▶ TASK GOAL
Continue the forum discussion about the EIA's long-term oil price projections, picking up after its final comment.

▶ PASSAGE
• • • •
No mention of the D-word...'Depletion'.
Or perhaps...'Delusion'.

Mike

Actually, in the separate "Administrator's Presentation" (here), "Peak Oil" appears. Slide #3.

EIA has reassessed its long-term oil price projection...not due to "peak oil" considerations, although we are following this issue closely.

t

I should point out the obvious that DOE is part of this administration. They are projecting disaster based on policies, or the lack thereof, of this administration.

This is just totally weird, projecting oil prices lower in 2025 than now.

odograph

Well, fifty-some a barrel is high in a historic sense. Trying to be generous and think through what might make that work ... would a very long time at $50+ oil ($2+ gas?) lead to a shift in behavior?

No, I'm afraid it is hard to picture. $2 gas is cheap in the US sense, cheap enough to fuel higher consumption and (again) higher prices.

Tripp

Where are we gonna get all of this oil from? What about growing global demand? Are they assuming that a lot of this gasoline will be made from coal, oil shale and tar sands? It seems like, by then, EV technologies will make such vehicles extremely competitive with the ICE if not overwhelming so.
• • • •
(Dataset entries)

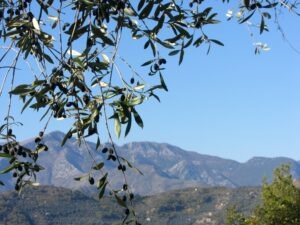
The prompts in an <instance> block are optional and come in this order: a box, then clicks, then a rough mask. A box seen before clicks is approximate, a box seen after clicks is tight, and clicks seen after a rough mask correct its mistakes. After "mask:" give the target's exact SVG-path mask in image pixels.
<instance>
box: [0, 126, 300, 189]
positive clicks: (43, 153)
mask: <svg viewBox="0 0 300 225" xmlns="http://www.w3.org/2000/svg"><path fill="white" fill-rule="evenodd" d="M64 136H65V134H64V133H62V132H59V131H55V132H51V133H49V134H45V136H44V139H43V141H44V142H45V144H47V146H48V147H49V151H48V152H43V153H41V154H40V156H39V159H38V162H39V164H40V165H42V166H43V167H44V168H45V170H42V171H41V172H39V174H38V182H39V183H41V184H42V185H54V186H58V187H65V188H68V189H72V190H81V191H83V192H85V193H89V194H92V193H94V192H95V191H97V190H96V188H95V187H92V186H90V185H89V183H88V181H87V179H85V180H84V179H83V181H75V180H74V178H75V177H79V176H81V175H83V174H87V173H88V172H89V171H90V168H91V165H93V162H94V160H95V161H96V162H100V161H103V162H104V163H105V166H104V169H103V170H104V171H107V172H108V174H109V175H108V180H109V181H110V185H111V187H114V188H119V187H122V185H123V177H122V176H123V175H122V173H120V172H119V171H118V170H117V169H116V167H117V164H113V163H112V162H111V161H107V160H106V158H107V155H105V154H103V153H102V152H101V150H95V147H96V144H95V143H92V142H86V144H82V145H81V146H80V147H79V146H78V144H77V141H76V139H75V138H73V137H72V138H71V139H69V140H68V141H67V142H66V143H65V145H64V146H63V147H61V141H62V139H63V137H64ZM22 144H24V145H25V146H27V147H34V145H35V143H34V139H29V140H26V141H24V142H23V143H22ZM116 148H117V152H118V154H119V155H121V156H123V157H124V158H126V159H127V160H128V161H129V162H130V163H131V164H133V165H134V167H136V168H138V170H140V171H141V172H142V173H143V175H140V174H139V173H137V172H136V171H135V170H134V169H127V170H126V175H127V179H128V183H129V184H130V186H131V188H132V190H133V191H134V192H135V193H137V194H140V195H153V194H156V193H160V192H165V191H168V190H175V189H183V188H187V187H212V186H224V187H231V188H236V187H243V186H259V185H260V184H261V182H262V179H263V177H266V178H267V180H269V181H270V180H271V179H272V173H273V170H274V169H275V168H276V167H278V166H279V165H280V164H284V163H290V164H291V172H292V175H293V177H294V178H297V179H298V178H299V177H300V163H299V162H298V161H296V160H293V159H290V158H285V157H277V158H265V157H254V158H252V159H250V160H248V161H247V162H245V163H240V162H237V161H234V160H229V159H223V158H220V157H216V156H210V155H204V154H200V153H197V152H192V151H186V150H183V149H181V148H179V147H176V146H173V145H170V144H165V143H155V142H132V143H128V144H125V145H122V146H117V147H116ZM91 155H92V157H91ZM0 160H1V161H3V160H4V159H0ZM1 161H0V165H4V163H3V162H1ZM97 172H98V171H94V173H93V174H92V175H93V176H95V177H100V176H101V175H103V174H97ZM1 176H2V177H1V180H2V181H4V183H6V185H5V186H4V187H2V188H1V189H2V190H10V189H13V187H14V185H13V183H14V181H13V180H12V178H11V176H8V175H1Z"/></svg>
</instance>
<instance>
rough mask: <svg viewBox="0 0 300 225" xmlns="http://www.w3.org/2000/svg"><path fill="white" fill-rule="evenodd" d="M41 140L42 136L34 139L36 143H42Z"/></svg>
mask: <svg viewBox="0 0 300 225" xmlns="http://www.w3.org/2000/svg"><path fill="white" fill-rule="evenodd" d="M41 140H42V139H41V138H40V137H36V138H35V140H34V142H35V143H40V142H41Z"/></svg>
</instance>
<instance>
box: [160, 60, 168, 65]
mask: <svg viewBox="0 0 300 225" xmlns="http://www.w3.org/2000/svg"><path fill="white" fill-rule="evenodd" d="M166 63H167V60H165V59H164V58H162V59H159V60H158V64H159V65H161V64H166Z"/></svg>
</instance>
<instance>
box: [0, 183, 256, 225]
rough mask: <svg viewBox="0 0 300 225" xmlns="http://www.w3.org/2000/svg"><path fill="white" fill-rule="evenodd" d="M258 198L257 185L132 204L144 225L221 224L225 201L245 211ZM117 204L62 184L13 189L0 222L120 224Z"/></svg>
mask: <svg viewBox="0 0 300 225" xmlns="http://www.w3.org/2000/svg"><path fill="white" fill-rule="evenodd" d="M259 196H260V193H259V188H237V189H229V188H222V187H216V188H188V189H183V190H177V191H171V192H165V193H162V194H158V195H154V196H149V197H136V201H135V208H136V214H137V217H138V219H139V221H140V222H141V223H142V224H145V225H147V224H149V225H150V224H151V225H156V224H157V225H164V224H169V225H173V224H174V225H176V224H180V225H190V224H204V225H213V224H218V225H222V224H224V219H225V213H226V208H227V207H228V205H233V204H234V205H237V206H238V207H239V208H240V209H241V210H242V211H243V212H246V213H247V212H248V213H249V212H250V211H251V209H253V208H254V207H255V205H256V204H257V203H258V201H259ZM116 204H117V203H116V202H115V201H114V198H112V197H109V196H105V197H104V198H103V199H102V201H101V202H99V201H97V200H95V199H93V198H91V197H87V196H86V195H83V194H82V193H80V192H78V191H71V190H68V189H64V188H57V187H51V186H44V187H43V186H41V187H32V188H26V189H24V191H23V192H22V194H21V195H18V194H17V193H16V192H14V191H13V192H6V193H3V194H1V195H0V224H7V225H16V224H22V225H31V224H39V225H40V224H43V225H50V224H57V225H58V224H60V225H69V224H72V225H82V224H85V225H95V224H97V225H112V224H121V221H122V216H121V215H122V210H123V209H121V208H120V207H116Z"/></svg>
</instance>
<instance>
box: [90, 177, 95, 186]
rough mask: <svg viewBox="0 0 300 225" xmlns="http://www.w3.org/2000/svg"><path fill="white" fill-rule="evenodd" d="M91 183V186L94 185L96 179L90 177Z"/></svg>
mask: <svg viewBox="0 0 300 225" xmlns="http://www.w3.org/2000/svg"><path fill="white" fill-rule="evenodd" d="M89 182H90V184H91V185H93V184H94V183H95V180H94V178H93V177H90V178H89Z"/></svg>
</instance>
• • • •
▶ RESPONSE TO THE TASK
Harvey D

Just unbelievable and rather irresponsible. They are sending the wrong message and encouraging consumption instead of energy conservation. EIA is actually forcasting 'Business as usual' in the transport sector for the next 25 years with 45% to 50% more petroleum consumption. Where will all this OIL come from? As for the $50/$54 a barrel in 2030, the same people were forcasting $24/$28 a barrel for 2005..... or about 1/3 of the real peak price. Assuming the same margin of error, the 2030 price could be between $140 to $160 a barrel. Can you imaging the impact on the USA trade deficit. Let's hope that the American vehicle buyers will take another approach and replace their gas guzzlers with more efficient PHEVs in the next 10 to 15 years.

Nick

Plugin hybrids are coming. The paradigm shift will occur when it becomes profitable for some company to take a chance on shifting the paradigm. My gut feel is the time is now, or within the next year or two at most.

The economic benefits to the first-mover can be very great. I'd like to think Ford could be the company that takes that risk.

Ziz

"Plugin hybrids are coming." to be preceded by Flying Pigs no doubt.